Stored items:
·····

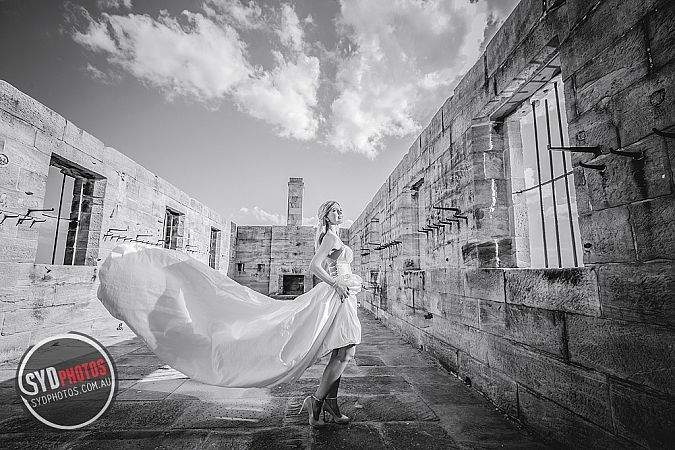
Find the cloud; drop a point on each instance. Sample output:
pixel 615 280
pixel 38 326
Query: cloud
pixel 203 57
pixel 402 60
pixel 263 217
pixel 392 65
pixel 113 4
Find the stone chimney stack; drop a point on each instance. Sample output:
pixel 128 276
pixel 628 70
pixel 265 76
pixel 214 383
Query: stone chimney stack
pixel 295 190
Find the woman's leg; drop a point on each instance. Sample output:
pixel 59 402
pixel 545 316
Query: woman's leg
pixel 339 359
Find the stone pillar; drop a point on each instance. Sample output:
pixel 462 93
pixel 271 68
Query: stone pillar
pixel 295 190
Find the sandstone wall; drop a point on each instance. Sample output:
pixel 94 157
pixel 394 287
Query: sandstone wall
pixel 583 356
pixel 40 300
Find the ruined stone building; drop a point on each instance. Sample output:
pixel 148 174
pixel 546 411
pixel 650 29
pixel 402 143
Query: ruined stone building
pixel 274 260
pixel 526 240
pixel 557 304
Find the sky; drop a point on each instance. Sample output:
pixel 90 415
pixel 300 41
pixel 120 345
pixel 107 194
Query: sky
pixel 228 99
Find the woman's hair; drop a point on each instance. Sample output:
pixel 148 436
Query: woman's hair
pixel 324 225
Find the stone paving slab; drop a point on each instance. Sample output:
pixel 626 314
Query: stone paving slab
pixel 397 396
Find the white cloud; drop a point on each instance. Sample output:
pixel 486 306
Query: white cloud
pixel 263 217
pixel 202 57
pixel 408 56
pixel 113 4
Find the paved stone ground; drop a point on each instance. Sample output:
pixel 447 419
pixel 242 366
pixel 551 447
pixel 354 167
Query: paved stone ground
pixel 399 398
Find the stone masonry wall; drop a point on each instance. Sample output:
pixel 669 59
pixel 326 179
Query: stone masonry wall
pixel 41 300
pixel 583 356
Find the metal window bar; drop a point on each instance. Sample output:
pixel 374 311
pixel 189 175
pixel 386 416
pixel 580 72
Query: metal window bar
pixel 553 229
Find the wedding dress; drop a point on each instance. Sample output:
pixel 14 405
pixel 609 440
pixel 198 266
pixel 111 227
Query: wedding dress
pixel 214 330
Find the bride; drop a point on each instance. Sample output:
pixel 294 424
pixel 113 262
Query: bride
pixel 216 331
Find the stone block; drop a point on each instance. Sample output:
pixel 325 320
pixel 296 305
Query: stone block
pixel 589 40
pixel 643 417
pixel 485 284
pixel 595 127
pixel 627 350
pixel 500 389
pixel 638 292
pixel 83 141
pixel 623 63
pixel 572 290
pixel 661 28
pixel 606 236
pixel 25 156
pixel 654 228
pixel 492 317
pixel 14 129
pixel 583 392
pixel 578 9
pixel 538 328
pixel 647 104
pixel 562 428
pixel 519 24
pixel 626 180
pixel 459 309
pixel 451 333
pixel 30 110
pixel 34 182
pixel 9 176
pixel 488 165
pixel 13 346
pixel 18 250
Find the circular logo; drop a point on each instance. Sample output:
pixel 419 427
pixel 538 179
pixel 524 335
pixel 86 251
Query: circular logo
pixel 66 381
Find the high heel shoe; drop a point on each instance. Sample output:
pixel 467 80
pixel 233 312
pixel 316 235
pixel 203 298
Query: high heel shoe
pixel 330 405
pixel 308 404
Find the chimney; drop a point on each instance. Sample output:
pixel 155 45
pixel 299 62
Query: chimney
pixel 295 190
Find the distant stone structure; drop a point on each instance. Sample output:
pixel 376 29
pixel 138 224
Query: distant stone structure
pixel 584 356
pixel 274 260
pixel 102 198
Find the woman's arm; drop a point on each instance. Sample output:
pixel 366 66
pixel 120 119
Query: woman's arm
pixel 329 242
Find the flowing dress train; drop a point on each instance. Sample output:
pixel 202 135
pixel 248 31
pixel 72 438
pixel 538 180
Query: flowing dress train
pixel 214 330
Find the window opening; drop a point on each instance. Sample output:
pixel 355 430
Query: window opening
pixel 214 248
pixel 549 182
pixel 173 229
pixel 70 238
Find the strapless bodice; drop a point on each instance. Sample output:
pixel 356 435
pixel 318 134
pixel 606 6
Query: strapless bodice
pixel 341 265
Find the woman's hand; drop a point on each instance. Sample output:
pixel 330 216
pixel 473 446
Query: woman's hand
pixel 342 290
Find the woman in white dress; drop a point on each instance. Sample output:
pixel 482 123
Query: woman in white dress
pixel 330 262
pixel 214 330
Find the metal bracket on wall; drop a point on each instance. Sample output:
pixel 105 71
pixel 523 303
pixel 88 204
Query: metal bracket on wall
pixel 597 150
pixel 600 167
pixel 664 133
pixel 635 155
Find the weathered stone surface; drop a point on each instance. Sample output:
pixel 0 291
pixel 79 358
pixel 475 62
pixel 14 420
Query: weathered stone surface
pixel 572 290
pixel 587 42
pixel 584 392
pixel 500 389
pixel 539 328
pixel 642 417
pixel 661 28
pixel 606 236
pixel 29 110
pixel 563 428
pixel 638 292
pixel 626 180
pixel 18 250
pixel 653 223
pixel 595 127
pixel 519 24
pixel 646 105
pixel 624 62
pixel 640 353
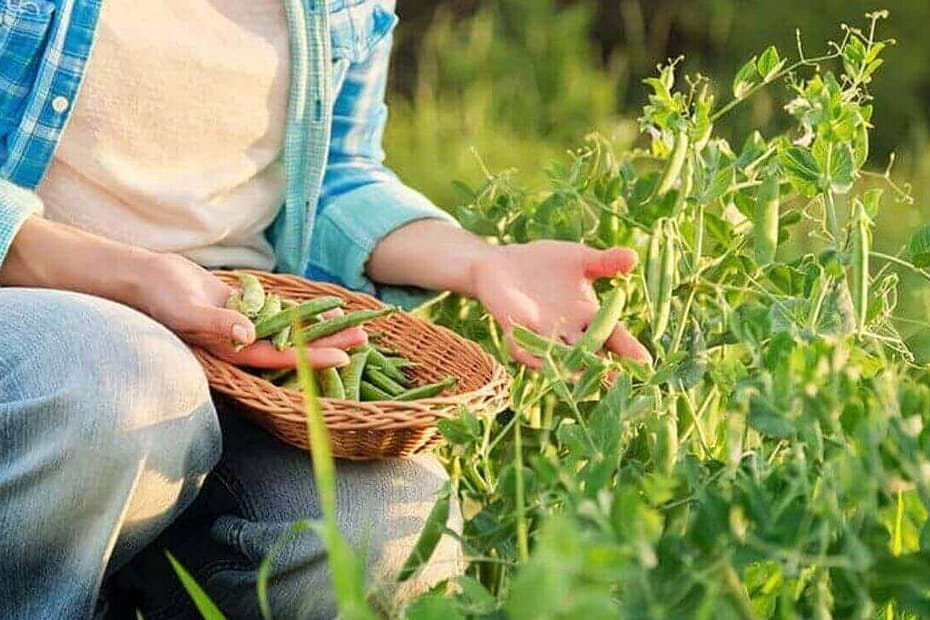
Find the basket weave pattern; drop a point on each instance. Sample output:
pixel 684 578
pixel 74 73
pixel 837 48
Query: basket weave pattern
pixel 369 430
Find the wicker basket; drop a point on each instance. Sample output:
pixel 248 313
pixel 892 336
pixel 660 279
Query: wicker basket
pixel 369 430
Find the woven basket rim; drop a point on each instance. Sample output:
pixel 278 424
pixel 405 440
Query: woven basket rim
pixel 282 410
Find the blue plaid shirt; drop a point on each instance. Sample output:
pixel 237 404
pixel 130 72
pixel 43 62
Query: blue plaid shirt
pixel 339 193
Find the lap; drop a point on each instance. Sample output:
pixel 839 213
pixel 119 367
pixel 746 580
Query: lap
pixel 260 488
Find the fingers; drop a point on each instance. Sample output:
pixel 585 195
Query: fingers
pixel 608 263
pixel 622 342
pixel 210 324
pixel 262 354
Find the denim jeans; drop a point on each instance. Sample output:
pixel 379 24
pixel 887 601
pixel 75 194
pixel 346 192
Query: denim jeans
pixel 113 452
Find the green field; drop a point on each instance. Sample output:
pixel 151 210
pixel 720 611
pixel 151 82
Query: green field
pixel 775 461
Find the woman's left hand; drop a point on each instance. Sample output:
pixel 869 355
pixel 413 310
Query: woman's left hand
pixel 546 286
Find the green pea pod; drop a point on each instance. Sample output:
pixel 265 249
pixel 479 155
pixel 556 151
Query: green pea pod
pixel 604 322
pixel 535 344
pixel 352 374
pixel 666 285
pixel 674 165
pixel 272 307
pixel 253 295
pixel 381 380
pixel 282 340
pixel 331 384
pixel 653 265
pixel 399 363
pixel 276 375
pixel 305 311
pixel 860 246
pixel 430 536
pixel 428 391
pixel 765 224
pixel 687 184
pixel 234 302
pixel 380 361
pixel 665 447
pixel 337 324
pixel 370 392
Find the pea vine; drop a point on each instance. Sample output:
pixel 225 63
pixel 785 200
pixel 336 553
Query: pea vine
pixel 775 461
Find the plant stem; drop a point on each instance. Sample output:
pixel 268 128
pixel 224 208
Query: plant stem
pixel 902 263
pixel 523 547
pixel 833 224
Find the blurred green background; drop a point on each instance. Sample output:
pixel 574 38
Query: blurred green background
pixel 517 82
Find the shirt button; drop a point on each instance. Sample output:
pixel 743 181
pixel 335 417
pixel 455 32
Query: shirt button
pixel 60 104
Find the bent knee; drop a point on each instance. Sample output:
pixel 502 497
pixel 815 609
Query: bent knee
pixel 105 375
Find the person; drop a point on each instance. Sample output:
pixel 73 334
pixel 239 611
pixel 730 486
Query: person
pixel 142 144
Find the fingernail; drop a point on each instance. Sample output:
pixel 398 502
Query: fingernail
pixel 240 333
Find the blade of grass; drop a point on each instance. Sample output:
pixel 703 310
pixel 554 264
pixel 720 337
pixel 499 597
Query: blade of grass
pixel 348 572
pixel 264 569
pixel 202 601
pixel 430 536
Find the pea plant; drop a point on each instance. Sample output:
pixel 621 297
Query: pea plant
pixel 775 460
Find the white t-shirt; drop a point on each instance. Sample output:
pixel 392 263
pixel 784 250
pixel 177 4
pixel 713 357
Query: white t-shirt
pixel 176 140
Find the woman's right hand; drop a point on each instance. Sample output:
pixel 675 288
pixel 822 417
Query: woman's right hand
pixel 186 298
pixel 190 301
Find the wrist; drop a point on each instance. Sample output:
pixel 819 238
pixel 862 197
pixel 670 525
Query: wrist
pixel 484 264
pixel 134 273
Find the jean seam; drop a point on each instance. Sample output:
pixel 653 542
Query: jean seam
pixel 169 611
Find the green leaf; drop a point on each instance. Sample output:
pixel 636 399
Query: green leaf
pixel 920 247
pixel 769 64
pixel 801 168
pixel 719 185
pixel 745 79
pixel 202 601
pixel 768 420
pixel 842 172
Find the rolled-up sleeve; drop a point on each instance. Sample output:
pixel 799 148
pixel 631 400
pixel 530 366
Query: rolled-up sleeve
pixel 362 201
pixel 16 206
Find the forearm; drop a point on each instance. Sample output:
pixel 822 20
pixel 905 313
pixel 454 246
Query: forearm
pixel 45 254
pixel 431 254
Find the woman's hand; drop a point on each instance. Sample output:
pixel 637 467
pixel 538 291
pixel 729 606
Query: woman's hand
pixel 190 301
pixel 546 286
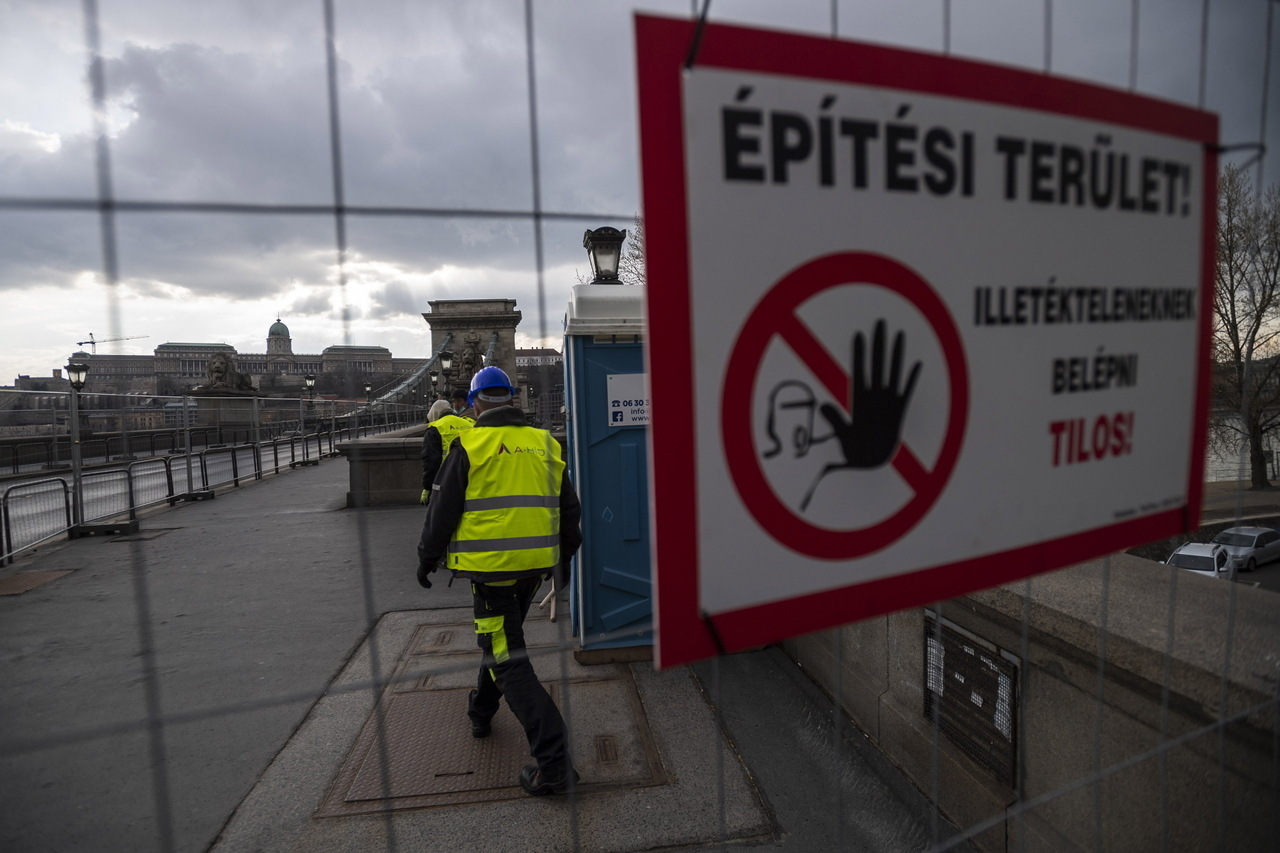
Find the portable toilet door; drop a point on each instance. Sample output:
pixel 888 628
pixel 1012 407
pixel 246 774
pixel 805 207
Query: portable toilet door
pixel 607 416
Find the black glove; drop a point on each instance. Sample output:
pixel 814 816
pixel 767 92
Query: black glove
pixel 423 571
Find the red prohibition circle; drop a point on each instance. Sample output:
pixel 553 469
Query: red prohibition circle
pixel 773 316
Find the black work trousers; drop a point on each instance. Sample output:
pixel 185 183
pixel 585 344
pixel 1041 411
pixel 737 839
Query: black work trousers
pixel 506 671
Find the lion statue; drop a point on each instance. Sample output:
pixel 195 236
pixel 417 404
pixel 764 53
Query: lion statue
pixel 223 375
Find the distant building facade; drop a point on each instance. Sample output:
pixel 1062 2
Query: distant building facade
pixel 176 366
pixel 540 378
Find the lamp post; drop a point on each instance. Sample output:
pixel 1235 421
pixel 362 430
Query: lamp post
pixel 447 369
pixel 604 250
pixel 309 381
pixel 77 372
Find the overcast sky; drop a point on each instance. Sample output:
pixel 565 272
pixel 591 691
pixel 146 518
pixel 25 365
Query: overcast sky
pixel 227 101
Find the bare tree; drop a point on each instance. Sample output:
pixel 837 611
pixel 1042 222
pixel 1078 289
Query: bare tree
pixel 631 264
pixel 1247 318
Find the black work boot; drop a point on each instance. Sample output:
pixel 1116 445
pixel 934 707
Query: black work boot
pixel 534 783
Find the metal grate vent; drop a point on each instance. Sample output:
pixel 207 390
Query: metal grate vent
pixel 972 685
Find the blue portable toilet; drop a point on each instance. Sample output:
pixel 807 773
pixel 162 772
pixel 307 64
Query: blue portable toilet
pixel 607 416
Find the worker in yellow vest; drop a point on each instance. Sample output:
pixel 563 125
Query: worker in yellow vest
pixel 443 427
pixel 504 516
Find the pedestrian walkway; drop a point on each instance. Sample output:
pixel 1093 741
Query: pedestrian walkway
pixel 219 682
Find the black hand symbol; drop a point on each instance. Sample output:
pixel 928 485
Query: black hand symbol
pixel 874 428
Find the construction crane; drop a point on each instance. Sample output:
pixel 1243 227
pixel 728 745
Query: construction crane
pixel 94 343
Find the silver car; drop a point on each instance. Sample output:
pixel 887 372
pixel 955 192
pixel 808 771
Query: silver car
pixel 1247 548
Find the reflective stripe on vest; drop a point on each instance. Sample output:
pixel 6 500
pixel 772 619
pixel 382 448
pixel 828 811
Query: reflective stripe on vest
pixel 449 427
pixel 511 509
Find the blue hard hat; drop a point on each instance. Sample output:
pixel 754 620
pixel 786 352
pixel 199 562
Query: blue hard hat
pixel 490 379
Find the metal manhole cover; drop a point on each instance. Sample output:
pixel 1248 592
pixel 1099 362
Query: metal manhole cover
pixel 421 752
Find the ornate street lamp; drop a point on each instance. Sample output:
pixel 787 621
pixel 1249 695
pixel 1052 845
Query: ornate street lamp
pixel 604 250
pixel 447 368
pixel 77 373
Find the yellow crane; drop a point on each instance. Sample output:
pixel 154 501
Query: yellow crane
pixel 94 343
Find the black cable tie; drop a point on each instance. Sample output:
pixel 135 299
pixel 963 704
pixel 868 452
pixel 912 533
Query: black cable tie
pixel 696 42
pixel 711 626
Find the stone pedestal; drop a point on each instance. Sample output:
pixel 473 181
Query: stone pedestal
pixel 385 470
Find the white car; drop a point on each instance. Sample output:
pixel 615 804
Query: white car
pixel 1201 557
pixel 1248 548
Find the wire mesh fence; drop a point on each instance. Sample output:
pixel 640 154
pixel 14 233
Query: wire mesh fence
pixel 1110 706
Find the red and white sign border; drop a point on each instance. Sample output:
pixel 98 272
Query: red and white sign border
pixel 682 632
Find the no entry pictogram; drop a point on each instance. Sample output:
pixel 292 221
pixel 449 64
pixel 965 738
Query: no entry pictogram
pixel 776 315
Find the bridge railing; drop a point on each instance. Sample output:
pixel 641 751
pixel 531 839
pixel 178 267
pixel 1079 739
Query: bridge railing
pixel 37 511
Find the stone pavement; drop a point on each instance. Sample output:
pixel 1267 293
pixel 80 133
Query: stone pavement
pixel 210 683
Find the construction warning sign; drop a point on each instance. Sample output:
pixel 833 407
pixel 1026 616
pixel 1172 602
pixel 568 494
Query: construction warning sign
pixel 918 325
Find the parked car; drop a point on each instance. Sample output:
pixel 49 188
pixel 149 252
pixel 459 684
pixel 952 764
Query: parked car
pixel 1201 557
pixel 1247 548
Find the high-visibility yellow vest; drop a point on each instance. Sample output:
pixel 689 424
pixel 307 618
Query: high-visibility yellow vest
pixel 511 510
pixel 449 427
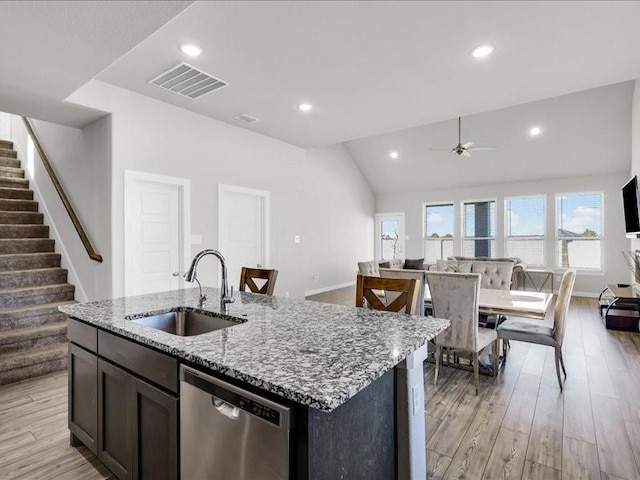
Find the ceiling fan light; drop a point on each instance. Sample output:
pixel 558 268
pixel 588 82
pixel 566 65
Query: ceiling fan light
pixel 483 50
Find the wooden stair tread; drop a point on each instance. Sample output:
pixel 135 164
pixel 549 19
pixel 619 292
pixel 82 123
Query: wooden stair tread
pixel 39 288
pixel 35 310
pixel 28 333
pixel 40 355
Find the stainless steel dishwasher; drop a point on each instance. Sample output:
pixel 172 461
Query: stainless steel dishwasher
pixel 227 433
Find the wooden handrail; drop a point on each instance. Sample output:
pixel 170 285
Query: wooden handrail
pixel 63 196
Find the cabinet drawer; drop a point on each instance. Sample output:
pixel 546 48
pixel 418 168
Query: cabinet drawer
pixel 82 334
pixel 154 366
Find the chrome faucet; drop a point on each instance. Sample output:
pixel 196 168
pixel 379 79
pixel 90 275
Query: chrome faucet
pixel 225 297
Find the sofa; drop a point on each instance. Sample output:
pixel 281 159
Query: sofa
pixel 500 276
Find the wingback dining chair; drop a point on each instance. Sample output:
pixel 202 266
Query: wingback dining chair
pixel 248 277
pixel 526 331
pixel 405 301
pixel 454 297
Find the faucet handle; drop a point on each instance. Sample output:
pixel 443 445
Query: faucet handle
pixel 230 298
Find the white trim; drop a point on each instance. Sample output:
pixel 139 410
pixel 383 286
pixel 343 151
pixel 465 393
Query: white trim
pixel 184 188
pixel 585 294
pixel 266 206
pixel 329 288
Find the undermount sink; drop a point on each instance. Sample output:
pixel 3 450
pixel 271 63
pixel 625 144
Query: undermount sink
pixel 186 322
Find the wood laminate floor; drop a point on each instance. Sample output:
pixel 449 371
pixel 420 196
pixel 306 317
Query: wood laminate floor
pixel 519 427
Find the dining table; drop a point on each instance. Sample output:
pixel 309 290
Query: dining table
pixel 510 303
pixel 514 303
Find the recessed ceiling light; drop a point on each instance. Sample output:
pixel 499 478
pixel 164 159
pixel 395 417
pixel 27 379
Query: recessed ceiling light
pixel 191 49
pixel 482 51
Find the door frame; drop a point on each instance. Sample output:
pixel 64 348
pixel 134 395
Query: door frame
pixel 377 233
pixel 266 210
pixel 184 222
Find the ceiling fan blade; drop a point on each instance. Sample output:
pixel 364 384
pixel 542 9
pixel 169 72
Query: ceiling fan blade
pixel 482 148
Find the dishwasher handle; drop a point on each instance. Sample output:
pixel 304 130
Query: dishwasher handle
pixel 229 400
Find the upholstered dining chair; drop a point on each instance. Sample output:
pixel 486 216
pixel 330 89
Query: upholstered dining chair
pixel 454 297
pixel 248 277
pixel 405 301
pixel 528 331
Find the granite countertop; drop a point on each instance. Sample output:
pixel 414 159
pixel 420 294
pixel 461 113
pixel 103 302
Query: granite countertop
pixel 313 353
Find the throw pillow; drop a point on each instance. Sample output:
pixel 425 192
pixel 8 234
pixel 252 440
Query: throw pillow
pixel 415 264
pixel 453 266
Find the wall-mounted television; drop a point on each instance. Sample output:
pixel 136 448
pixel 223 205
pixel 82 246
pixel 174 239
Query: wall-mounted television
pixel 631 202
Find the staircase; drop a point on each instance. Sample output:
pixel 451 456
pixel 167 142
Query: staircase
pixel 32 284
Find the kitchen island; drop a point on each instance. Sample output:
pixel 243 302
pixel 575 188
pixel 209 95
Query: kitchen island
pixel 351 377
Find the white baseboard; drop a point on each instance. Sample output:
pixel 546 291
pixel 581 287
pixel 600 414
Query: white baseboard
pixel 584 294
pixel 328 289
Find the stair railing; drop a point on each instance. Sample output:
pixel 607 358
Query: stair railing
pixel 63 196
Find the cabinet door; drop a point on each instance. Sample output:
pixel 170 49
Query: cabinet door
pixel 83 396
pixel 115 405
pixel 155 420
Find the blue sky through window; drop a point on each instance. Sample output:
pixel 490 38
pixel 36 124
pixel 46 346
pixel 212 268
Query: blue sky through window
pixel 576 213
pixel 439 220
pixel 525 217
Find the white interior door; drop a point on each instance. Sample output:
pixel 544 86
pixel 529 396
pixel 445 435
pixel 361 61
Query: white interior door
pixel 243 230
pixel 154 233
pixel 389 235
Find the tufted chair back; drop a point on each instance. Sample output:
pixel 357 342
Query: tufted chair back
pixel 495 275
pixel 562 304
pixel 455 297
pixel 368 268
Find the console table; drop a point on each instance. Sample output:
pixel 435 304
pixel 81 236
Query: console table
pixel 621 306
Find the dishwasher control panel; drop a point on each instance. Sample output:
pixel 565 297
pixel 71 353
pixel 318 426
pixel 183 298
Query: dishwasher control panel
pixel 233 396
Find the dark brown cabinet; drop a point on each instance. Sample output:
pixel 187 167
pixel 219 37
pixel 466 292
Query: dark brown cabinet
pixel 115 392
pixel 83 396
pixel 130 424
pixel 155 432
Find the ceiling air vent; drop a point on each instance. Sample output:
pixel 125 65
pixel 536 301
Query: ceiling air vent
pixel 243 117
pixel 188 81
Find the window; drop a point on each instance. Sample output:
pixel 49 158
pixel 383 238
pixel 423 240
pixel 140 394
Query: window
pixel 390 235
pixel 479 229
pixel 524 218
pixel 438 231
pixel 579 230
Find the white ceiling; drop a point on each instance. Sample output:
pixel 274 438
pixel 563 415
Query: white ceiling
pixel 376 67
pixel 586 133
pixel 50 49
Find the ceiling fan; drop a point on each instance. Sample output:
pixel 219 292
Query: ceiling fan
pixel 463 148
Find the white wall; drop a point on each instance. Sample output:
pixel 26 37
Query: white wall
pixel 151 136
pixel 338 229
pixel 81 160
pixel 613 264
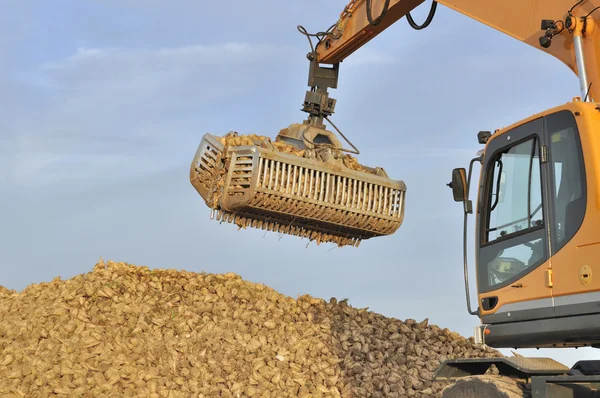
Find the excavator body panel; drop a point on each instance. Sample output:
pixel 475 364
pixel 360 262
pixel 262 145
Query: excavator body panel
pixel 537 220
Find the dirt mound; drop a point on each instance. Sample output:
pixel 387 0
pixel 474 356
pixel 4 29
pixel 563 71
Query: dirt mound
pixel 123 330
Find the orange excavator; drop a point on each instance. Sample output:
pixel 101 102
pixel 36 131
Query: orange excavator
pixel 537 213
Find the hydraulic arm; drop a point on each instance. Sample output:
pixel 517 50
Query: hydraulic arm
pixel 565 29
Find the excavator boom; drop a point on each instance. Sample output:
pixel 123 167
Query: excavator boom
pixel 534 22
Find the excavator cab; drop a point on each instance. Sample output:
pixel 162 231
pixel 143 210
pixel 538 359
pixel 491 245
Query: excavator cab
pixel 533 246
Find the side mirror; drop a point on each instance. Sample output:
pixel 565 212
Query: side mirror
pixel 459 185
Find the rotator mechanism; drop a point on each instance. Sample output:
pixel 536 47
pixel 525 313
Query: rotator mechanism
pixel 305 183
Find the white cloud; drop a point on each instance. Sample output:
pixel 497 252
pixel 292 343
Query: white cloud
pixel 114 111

·····

Please give back, exactly as it stands above, the stretch from the line with "pixel 155 45" through the line with "pixel 14 420", and no line outside it.

pixel 155 45
pixel 299 62
Query: chimney
pixel 295 190
Find the distant stone structure; drop a point on each instance. Sample output:
pixel 376 29
pixel 138 224
Query: distant stone structure
pixel 584 356
pixel 274 260
pixel 102 198
Find the woman's arm; drop a point on each instance. Sample output:
pixel 366 66
pixel 120 119
Query: woman's arm
pixel 329 242
Find the flowing dress train; drop a point on each instance. Sample output:
pixel 202 135
pixel 248 31
pixel 72 438
pixel 538 180
Query: flowing dress train
pixel 214 330
Find the window opening; drop a point on each instance. Sample output:
pixel 355 430
Query: window opening
pixel 214 248
pixel 549 182
pixel 173 229
pixel 70 238
Find the strapless bodice; drop a point on each instance. Sample output:
pixel 356 435
pixel 318 134
pixel 606 6
Query: strapless bodice
pixel 341 265
Find the woman's hand; drop a point on each instance. Sample output:
pixel 330 216
pixel 473 446
Query: woman's hand
pixel 342 290
Find the woman in white dress; drop a point on each instance. Sample output:
pixel 482 123
Query: woman in white dress
pixel 330 262
pixel 214 330
Find the metal bracket on wall; drop a point on each instance. Sample output:
pixel 105 71
pixel 523 303
pixel 88 204
Query: metal bracket on wall
pixel 597 150
pixel 600 167
pixel 664 133
pixel 635 155
Find the weathered stone surface; drop a point on each instance. Sample output:
pixel 0 291
pixel 79 358
pixel 475 62
pixel 14 420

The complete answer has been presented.